## START TEXT SECTION

This is also the step where I will start to think about the quality of the data and what I can do to improve it, the privacy and security of the data and what I can do to protect it, and the volume of the data and what I can do to scale it.
I like to start by asking questions like:
- Where is the data coming from?
- How is the data collected?
- When is the data collected?
- Where is the data stored?
- Is the historical data the same as future data?
- How is the data accessed?
- How is the data processed?
- How is the data labeled?
- How is the data updated?
- Is the data archived on a schedule?
- How is the data secured?
Asking these questions now can once again stop the process early. If a company asks to build a customer segmentation model, but knows nothing of its customers other than their email address and purchase history, it is likely that the project will not be successful. Or if a company looks to understand a propensity to buy and believes that it has plenty of data on its current customers, but no way to identify new customers or track them through the sales funnel, again, the project will not be successful.

## END TEXT SECTION
## START GIVEN INFORMATION

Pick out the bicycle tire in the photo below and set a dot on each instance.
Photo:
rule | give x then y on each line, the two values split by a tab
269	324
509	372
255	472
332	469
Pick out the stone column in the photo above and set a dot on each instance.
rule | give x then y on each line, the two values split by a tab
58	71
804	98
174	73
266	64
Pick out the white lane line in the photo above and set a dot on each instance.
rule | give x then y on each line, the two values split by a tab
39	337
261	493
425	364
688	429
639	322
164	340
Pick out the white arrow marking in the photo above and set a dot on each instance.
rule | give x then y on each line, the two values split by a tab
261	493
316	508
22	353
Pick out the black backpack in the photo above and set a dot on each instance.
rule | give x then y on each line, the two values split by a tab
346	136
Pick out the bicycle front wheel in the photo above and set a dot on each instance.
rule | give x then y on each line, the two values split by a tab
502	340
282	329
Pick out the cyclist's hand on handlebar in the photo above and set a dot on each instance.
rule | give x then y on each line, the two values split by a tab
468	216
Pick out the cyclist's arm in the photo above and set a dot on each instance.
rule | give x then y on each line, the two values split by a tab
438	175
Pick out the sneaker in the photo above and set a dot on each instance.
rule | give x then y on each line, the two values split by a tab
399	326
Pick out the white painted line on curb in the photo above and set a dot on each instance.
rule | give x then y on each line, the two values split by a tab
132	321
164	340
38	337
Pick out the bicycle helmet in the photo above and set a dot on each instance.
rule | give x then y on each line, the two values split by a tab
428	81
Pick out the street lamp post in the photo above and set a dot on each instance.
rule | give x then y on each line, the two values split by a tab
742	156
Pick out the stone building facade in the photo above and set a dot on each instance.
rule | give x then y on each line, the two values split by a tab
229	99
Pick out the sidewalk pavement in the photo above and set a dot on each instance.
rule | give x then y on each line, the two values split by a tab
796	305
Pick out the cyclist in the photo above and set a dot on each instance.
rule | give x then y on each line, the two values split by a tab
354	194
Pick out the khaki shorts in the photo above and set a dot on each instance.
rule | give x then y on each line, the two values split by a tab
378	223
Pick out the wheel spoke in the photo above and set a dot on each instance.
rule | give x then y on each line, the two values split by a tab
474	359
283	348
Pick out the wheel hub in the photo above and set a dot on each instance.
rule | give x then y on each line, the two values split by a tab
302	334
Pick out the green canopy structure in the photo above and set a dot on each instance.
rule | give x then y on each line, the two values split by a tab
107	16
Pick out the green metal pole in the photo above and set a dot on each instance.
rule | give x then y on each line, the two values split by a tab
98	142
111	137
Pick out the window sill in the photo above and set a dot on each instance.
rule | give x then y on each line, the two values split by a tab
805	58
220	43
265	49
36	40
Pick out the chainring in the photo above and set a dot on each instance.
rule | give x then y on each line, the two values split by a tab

## END GIVEN INFORMATION

**OBJECTIVE:** Copy the passage above about questions to ask about the data, word for word and in full.

**RESULT OF THIS TASK:**
This is also the step where I will start to think about the quality of the data and what I can do to improve it, the privacy and security of the data and what I can do to protect it, and the volume of the data and what I can do to scale it.
I like to start by asking questions like:
- Where is the data coming from?
- How is the data collected?
- When is the data collected?
- Where is the data stored?
- Is the historical data the same as future data?
- How is the data accessed?
- How is the data processed?
- How is the data labeled?
- How is the data updated?
- Is the data archived on a schedule?
- How is the data secured?
Asking these questions now can once again stop the process early. If a company asks to build a customer segmentation model, but knows nothing of its customers other than their email address and purchase history, it is likely that the project will not be successful. Or if a company looks to understand a propensity to buy and believes that it has plenty of data on its current customers, but no way to identify new customers or track them through the sales funnel, again, the project will not be successful.